### Instructions to follow:
Format the following data as a JSON list of strings, one string per line, leaving out blank lines and the pictures.
# # # # # # #
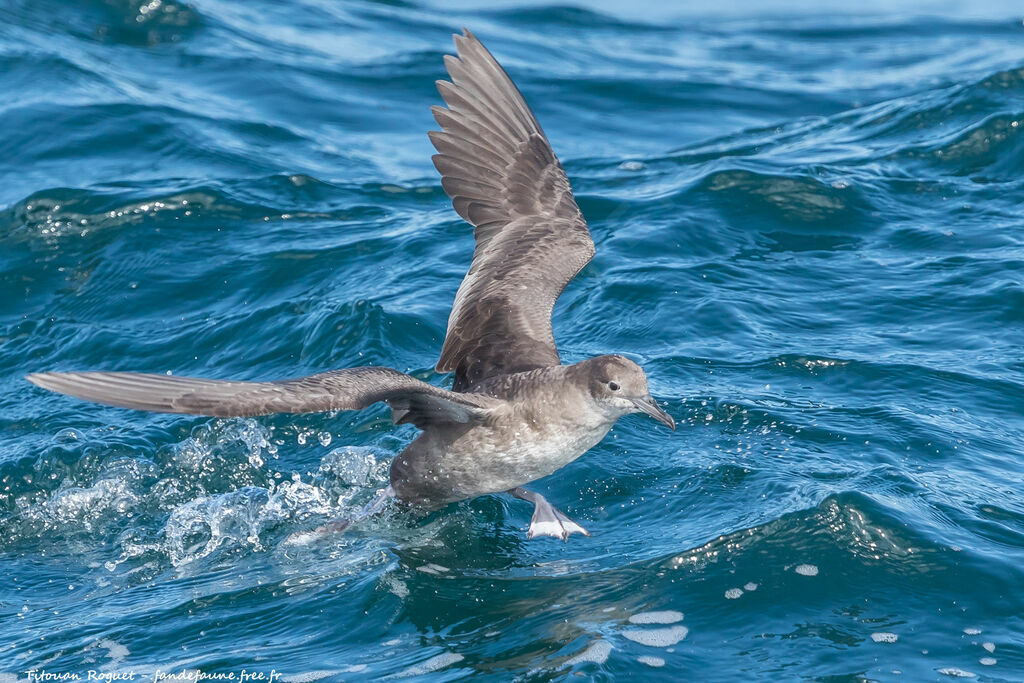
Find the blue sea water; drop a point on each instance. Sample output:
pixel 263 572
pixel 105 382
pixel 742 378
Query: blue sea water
pixel 809 231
# # # # # # #
### Answer for this exercise:
[
  "Find the blue sea water; drop a point on each instance. Sample output:",
  "pixel 263 572",
  "pixel 105 382",
  "pixel 742 378",
  "Query: blue sea water",
  "pixel 809 231"
]